Exercise description =>
Lay out the entries, from the start of the entries through the line that contains "column 410, row 511", as a two-column CSV with the header columns source and result. Give one row per entry, with its text under source and its answer under result, each in a single quoted field with line breaks replaced by spaces.

Extracted data =>
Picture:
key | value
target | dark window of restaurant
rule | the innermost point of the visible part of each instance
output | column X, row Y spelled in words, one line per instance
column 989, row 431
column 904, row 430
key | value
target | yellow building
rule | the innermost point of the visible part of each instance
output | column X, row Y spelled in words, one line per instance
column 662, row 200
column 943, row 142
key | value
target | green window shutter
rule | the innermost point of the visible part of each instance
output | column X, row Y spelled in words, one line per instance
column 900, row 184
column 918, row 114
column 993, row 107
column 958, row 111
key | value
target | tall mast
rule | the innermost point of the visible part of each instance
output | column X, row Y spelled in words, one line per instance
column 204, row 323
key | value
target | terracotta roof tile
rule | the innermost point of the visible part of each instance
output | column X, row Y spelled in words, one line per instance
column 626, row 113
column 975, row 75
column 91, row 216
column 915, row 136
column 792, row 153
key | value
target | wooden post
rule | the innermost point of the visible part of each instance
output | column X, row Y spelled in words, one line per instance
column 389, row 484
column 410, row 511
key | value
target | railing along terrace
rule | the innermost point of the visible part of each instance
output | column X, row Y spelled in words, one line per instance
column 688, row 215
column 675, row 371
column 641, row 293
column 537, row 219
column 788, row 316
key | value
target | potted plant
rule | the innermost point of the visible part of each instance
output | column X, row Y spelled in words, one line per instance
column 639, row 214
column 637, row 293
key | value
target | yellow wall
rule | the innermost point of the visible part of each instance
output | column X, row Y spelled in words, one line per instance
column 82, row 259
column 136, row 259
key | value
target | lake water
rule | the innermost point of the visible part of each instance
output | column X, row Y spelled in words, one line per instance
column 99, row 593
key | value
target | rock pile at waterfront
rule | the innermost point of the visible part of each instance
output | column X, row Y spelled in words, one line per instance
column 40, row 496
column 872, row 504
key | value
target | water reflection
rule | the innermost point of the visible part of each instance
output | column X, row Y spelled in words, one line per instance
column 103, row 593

Final result =>
source,result
"Picture: key | value target | dark window of restaurant rule | the innermost point of the visible part of each instance output | column X, row Y spelled in words, one line per instance","column 989, row 431 column 904, row 430"
"key | value target | yellow building rule | the innermost point of the visible part of each instance output | column X, row Y spelled in words, one line per instance","column 662, row 200 column 943, row 142"
"key | value target | green window shutter rule | the innermost point of the visible part of each instance output | column X, row Y spelled in words, one line per instance","column 900, row 184 column 918, row 114 column 993, row 107 column 958, row 111"
"key | value target | tall mast rule | the innermost point of the visible part of each instance output | column X, row Y spelled in words, one line per instance","column 204, row 323"
"key | value target | terracotta roof tile rule | the innermost point of the visible part of each instance output | column X, row Y spelled in words, one line per instance","column 626, row 113 column 975, row 75 column 91, row 216 column 915, row 136 column 792, row 153"
"key | value target | wooden post rule | the innermost point of the visible part of each instance output | column X, row Y spelled in words, one line per instance","column 389, row 484 column 410, row 511"